Working data –

START

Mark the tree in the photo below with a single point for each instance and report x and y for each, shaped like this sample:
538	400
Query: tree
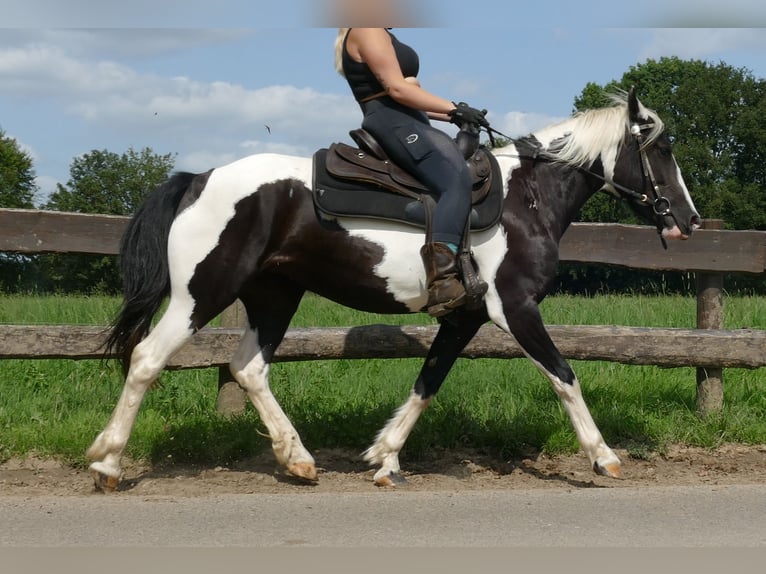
108	183
17	176
17	190
104	182
715	113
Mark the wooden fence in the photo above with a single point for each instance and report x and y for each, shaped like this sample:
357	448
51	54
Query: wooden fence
711	254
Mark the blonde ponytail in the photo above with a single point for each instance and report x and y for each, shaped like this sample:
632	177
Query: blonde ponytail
339	50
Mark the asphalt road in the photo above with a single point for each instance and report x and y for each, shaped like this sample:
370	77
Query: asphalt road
685	517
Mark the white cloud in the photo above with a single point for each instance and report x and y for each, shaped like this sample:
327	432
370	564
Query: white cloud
120	42
516	124
700	43
113	95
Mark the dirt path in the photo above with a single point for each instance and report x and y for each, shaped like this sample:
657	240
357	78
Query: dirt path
342	471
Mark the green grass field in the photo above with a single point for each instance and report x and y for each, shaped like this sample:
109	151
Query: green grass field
56	408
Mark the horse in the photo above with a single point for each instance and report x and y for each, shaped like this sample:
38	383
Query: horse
250	231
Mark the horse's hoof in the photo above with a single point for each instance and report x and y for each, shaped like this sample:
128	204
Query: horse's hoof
103	482
610	469
304	471
391	479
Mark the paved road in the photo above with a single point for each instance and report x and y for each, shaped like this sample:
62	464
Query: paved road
690	517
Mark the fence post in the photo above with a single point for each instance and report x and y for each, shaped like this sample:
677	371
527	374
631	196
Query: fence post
231	398
710	316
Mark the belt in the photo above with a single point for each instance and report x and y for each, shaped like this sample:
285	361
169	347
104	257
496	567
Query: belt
373	97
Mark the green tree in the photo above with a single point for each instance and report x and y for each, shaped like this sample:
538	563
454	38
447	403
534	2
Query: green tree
17	191
715	113
17	175
108	183
105	182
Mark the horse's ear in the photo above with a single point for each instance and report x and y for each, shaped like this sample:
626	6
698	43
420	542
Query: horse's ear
633	104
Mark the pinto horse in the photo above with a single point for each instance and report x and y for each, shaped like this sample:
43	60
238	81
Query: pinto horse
250	231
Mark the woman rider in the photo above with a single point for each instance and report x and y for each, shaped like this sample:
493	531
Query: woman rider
381	72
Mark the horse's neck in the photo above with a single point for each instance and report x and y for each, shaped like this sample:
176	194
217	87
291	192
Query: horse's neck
557	191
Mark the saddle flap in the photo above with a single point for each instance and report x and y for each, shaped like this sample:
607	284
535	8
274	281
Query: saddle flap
347	162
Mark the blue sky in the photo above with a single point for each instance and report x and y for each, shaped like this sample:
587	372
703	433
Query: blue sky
202	80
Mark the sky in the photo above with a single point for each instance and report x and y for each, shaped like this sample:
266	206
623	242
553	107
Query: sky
210	82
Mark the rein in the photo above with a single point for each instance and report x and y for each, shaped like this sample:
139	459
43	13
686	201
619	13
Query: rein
660	205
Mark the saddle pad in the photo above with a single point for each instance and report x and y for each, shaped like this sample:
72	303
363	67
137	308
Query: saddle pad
342	198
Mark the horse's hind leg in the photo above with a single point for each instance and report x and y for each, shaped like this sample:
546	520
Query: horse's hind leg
147	361
452	337
526	324
270	306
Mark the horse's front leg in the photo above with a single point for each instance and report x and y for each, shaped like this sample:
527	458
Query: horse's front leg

END

Instruction – Copy the records exactly. Skip the pictures.

Reply to the exercise –
Mark the tree in the photo below with a single point for each instance and report x and y for each, shaped like this sample:
538	400
Query: tree
108	183
17	176
17	190
104	182
715	113
Mark the wooden fence in the photo above with a single point for each instance and report x and y for each, shaped like this sample:
357	448
51	54
Query: wooden fence
711	254
Mark the blonde ponytail in the photo above with a single point for each instance and report x and y for each, shaped like this sample:
632	177
Query: blonde ponytail
339	50
Mark the asphalt road in the photo above with a single point for each instance and report x and y for each, shaped like this sample:
370	77
Query: asphalt road
685	517
Mark the white cloud in the photo above with a single point for each instance and report x and y for each, shaped like this sample:
327	432
370	564
Query: white cloud
120	42
516	124
700	43
113	95
Mark the dirt path in the photo above with a single point for each instance and report x and y for each, shaped like this sample:
657	240
357	78
Query: dirt path
342	471
Mark the green grass field in the photo above with a single point for each instance and report x and y for each, shaped like this sample:
109	151
Query: green grass field
56	408
Mark the horse in the photo above with a single point for each instance and report x and y for each, shaped like this sample:
38	383
Query: horse
250	231
Mark the horse's hoof in the photo above with a single point for each instance and report x and y for each, shaped like this sample:
128	204
Query: horse's hoof
103	482
610	469
304	471
391	479
Mark the paved road in the photo above with a single point for each instance and report x and y for each, shaped like this sample:
62	464
Query: paved road
690	517
Mark the fence post in the photo above with a single point for each instance and report x and y for each, shaped like this sample:
677	371
527	374
631	196
Query: fence post
231	398
710	316
Mark the belt in the photo above with a single point for each instance and report x and y for each, shaped like this sample:
285	361
169	347
104	257
496	567
Query: belt
373	97
Mark the green tree in the photo above with a single point for each instance and report x and y for each, shaped like this sample:
538	563
454	38
447	403
534	2
Query: green tree
17	191
715	113
17	175
108	183
105	182
Mark the horse's ear in the photo above with a single point for each instance and report x and y for each, shaped like this sample:
626	6
698	43
420	542
Query: horse's ear
633	104
Mark the pinto horse in the photo above with a single point for each instance and report x and y for each, shaped like this sample:
43	60
238	81
Query: pinto horse
250	231
Mark the woman rider in the photo above with a single point for each instance and report x and y for each, shaped like this sample:
493	531
Query: woman rider
381	72
Mark the horse's neck in the photo above with a single point for each instance and report x and y for each, shaped like this sample:
176	194
217	87
291	192
Query: horse's neck
557	191
Mark the saddle flap in the photo above with a single point for each instance and report x and y for each, shaped like this sample:
607	284
535	8
274	281
Query: saddle flap
347	162
Mark the blue sky in the photo above with a single point for each instance and report x and y for each, shaped like this sample:
587	372
703	433
Query: blue sky
202	80
Mark the sky in the photo above with a single point for each instance and report x and y for each, shaped like this sample:
266	206
623	242
553	107
Query: sky
210	82
Mark the rein in the photo above with a single point for each instance and report x and y for each, shaped like this sample:
139	459
43	13
686	201
619	13
Query: rein
660	205
Mark the saddle pad in the photo above with a single point for each instance and report x and y for each, shaped like this sample:
72	303
363	67
137	308
Query: saddle pad
342	198
Mark the horse's hind leg in the photo above with a single point for each instance and report x and y for each, shaped like this sample:
546	520
Query: horse's hind leg
147	361
452	337
526	324
270	306
Mark the horse's front leg in the photo above with a single point for each instance and report x and y for each, shaped like this sample:
527	458
Query: horse's front leg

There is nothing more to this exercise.